[[ Supplied text, beginning ]]

📜 Stephen’s Great Speech (7:1-53)
Acts 7:2-8
"And he said, ‘Brothers and fathers, listen. The God of glory appeared to our father Abraham when he was in Mesopotamia, before he lived in Haran, and said to him, “Go out from your land and from your kindred and go into the land that I will show you.”’"
Stephen’s speech is the longest in Acts (52 verses) and one of the most sophisticated pieces of biblical theology in the NT. He re-reads the entire history of Israel—from Abraham to Solomon’s temple—to demonstrate a provocative thesis: Israel has always rejected God’s messengers. The pattern repeats: Joseph rejected by his brothers, Moses rejected by the people, the prophets persecuted—and now Jesus, the Righteous One, betrayed and murdered. Stephen is not condemning Israel for being especially wicked—he is showing that the rejection of Jesus is the climax of a historical pattern of resistance to God’s grace.
Acts 7:44-50
"Our fathers had the tabernacle of testimony in the wilderness, just as he who spoke to Moses directed him to make it according to the pattern that he had seen. But Solomon built a house for him. Yet the Most High does not dwell in houses made by hands, as the prophet says, ‘Heaven is my throne, and the earth is my footstool. What kind of house will you build for me, says the Lord, or what is the place of my rest?’"
The critique of the temple is the most explosive point of the speech—and the reason Stephen was accused (6:13-14). He is not saying the temple was wrong—he is saying that confusing the temple with the presence of God is idolatry. God cannot be confined to a building (1 Kings 8:27; Isaiah 66:1-2). The tabernacle was better than the temple because it was mobile—it accompanied the people on their journey. Jesus is the new temple (John 2:19-21)—God’s presence is no longer localized in Jerusalem but in Christ and his body, the Church.

[[ Supplied text, end ]]
[[ Record excerpts, beginning ]]

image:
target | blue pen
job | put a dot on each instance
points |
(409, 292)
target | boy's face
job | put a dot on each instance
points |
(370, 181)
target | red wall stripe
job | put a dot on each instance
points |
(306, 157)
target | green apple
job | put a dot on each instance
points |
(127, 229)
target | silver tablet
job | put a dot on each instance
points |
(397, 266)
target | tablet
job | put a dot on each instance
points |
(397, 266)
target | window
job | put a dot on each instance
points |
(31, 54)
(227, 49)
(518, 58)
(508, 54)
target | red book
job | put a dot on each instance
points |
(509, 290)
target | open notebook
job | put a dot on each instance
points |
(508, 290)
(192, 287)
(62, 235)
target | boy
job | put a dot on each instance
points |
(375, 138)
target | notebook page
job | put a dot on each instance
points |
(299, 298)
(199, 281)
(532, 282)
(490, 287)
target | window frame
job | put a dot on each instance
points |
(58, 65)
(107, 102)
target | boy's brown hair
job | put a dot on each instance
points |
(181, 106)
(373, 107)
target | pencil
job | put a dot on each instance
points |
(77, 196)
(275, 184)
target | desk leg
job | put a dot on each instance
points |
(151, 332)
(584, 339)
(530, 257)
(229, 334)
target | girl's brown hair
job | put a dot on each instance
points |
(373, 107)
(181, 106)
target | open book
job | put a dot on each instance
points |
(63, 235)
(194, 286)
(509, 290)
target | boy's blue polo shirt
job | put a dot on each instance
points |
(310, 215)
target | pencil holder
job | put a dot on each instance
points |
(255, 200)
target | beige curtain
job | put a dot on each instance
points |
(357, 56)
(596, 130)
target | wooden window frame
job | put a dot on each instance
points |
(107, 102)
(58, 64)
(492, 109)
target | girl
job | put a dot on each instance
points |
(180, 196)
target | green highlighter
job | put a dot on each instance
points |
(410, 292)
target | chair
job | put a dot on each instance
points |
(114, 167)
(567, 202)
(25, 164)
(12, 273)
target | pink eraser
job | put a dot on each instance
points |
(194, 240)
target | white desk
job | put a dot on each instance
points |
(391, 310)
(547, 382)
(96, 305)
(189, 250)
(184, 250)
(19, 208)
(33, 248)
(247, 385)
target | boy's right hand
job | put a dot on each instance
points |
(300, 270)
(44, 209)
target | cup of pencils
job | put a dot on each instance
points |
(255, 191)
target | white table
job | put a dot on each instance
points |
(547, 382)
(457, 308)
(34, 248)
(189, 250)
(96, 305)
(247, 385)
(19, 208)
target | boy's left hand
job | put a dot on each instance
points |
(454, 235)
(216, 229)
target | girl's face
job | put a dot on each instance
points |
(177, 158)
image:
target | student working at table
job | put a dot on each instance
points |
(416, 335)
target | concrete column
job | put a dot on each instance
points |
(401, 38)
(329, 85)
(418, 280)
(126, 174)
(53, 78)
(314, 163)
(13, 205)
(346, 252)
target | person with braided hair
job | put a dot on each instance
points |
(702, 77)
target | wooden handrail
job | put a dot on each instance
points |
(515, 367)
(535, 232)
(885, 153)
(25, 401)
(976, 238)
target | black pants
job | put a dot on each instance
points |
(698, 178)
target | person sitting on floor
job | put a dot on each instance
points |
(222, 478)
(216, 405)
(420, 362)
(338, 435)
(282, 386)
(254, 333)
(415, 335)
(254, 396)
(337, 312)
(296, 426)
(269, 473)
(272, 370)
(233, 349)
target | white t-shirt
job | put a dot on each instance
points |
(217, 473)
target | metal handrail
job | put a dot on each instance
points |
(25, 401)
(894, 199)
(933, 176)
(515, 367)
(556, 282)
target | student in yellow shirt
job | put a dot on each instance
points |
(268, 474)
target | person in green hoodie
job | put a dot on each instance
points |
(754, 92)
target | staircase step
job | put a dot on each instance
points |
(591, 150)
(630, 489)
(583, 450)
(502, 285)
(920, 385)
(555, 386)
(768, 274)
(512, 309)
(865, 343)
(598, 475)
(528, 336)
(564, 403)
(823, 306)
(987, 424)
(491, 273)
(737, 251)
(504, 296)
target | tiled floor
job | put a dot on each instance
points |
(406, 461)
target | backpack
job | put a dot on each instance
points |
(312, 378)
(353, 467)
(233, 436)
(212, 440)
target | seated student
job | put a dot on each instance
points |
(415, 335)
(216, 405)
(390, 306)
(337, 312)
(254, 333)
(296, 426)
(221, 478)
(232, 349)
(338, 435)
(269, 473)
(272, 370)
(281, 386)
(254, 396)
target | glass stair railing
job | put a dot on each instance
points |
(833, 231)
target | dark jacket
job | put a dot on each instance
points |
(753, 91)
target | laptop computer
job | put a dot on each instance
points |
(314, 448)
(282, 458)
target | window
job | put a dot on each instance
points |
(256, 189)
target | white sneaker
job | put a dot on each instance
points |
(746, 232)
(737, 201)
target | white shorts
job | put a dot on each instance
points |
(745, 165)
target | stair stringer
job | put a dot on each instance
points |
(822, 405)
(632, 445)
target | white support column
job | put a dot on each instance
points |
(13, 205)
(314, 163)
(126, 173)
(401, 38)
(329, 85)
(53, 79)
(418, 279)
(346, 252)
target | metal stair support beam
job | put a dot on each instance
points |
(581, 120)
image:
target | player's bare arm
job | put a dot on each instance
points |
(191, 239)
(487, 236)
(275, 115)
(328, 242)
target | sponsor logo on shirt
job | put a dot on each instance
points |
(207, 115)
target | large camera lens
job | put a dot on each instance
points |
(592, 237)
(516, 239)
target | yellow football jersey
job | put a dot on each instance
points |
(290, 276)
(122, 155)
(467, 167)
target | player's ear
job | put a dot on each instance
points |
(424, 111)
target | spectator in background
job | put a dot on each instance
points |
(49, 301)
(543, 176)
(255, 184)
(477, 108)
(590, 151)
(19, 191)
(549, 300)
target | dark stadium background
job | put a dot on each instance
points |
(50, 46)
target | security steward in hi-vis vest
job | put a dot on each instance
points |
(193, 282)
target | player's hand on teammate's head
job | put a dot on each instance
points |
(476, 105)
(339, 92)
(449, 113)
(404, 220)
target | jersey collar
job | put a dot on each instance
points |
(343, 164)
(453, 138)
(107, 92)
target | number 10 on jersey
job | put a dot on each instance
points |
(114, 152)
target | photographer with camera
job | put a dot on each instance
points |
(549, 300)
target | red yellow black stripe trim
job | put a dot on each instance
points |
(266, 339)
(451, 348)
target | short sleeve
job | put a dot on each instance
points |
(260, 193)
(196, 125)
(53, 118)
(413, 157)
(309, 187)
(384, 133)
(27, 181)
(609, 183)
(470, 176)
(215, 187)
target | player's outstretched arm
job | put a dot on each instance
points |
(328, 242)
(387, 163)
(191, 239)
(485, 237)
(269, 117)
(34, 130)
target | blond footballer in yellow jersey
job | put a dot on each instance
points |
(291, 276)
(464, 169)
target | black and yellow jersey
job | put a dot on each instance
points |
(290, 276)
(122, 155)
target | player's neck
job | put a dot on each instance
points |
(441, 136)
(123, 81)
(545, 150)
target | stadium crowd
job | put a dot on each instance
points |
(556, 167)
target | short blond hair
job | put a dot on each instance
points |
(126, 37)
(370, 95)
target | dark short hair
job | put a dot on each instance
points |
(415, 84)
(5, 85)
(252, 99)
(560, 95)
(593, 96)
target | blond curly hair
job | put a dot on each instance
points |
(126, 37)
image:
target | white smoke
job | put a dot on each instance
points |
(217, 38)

[[ Record excerpts, end ]]

● Tasks to carry out:
1. Using the commentary on Stephen's speech, mark each statement yes or no and quote the words that decide it: (a) Stephen's speech is the longest in Acts. (b) Stephen claims the temple itself was wrong. (c) The tabernacle is judged better than the temple because it was mobile.
2. In the commentary on Stephen's speech, what is identified as the most explosive point of the speech?

● Problem solutions:
1.
(a) Yes: "Stephen’s speech is the longest in Acts (52 verses)"
(b) No: "He is not saying the temple was wrong"
(c) Yes: "The tabernacle was better than the temple because it was mobile"

2. The critique of the temple.